### Work instruction A:
Write out the passage from the Reuters Health article on moving to adult care word for word, starting at "Hart and colleagues" and ending at "College of Physicians.".
### Work instruction B:
Do these statements agree with the Reuters Health article on moving to adult care? For each, answer yes or no and quote the words from the article that decide it.
(i) The guidelines advise beginning a conversation about transition when patients are between 12 and 14 years old.
(ii) Dr. Laura Hart is at a hospital in Cleveland, Ohio.
(iii) Patients should transfer to adult-centered care between ages 16 and 18.
### Work instruction C:
Which organizations issued the 2018 transition guidelines cited in the Reuters Health article on moving to adult care? List every one.

### Selected excerpt:
━━━━

By Carolyn Crist

(Reuters Health) – When teenagers have a chronic illness, the transition from pediatric care to adult care will be easier for doctors, parents and patients with discussion and planning in advance, researchers say.

“Because pediatricians generally only see kids and internists generally only see adults, it can be hard for doctors to see the journey that families are on during their move from pediatric to adult care,” said Dr. Laura Hart of Nationwide Children’s Hospital in Columbus, Ohio, coauthor of a new article in the journal Pediatrics offering advice for smoothing these transitions.

“Without planning for the transition to adult care, adolescents and young adults with chronic health conditions can lose touch with their healthcare providers and often experience health problems when they do,” she told Reuters Health by email. “We think doing some planning for the transition can prevent these health problems from happening.”

Hart and colleagues base their recommendations on 2018 transition guidelines from the American Academy of Pediatrics, American Academy of Family Physicians and American College of Physicians.

The guidelines advise starting a conversation about transition when patients are between ages 12 and 14. And by the time patients are aged 14-18, a transition plan should be taking shape, including a medical summary letter that will help the new doctor understand the patient’s history and needs. Patients should transfer to adult-centered care between ages 18 and 21 and evaluate the transition during their early to mid-20s.

━━━━

### Records taken from a dataset:
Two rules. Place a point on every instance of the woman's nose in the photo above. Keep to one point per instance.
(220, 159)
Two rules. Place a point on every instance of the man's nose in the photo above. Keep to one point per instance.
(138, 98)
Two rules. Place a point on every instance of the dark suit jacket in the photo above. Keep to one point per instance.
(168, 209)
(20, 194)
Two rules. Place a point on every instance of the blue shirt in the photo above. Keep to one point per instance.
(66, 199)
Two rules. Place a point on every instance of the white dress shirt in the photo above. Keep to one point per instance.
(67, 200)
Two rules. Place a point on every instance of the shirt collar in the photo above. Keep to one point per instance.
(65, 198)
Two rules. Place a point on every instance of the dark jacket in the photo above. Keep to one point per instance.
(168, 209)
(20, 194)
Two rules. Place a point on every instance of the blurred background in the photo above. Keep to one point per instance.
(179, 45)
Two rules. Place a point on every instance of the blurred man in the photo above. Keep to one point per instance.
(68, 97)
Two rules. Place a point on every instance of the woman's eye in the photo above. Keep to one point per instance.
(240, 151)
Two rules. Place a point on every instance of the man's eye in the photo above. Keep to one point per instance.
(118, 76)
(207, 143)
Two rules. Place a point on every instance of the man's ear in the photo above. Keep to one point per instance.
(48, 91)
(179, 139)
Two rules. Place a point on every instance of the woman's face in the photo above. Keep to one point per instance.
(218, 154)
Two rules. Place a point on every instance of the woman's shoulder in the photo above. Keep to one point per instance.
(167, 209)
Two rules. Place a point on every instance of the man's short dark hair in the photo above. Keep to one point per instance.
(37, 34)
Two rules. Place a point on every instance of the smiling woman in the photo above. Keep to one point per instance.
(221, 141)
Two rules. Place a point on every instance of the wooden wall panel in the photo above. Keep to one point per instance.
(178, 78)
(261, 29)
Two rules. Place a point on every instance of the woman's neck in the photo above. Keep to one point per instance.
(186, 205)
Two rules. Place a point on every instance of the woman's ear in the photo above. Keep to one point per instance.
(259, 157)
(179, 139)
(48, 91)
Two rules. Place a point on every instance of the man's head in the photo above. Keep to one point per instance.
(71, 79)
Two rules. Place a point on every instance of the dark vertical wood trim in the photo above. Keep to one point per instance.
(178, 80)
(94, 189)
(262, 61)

━━━━

### Written response A:
Hart and colleagues base their recommendations on 2018 transition guidelines from the American Academy of Pediatrics, American Academy of Family Physicians and American College of Physicians.

### Written response B:
(i) Yes: "The guidelines advise starting a conversation about transition when patients are between ages 12 and 14."
(ii) No: "Nationwide Children’s Hospital in Columbus, Ohio"
(iii) No: "Patients should transfer to adult-centered care between ages 18 and 21"

### Written response C:
- American Academy of Pediatrics
- American Academy of Family Physicians
- American College of Physicians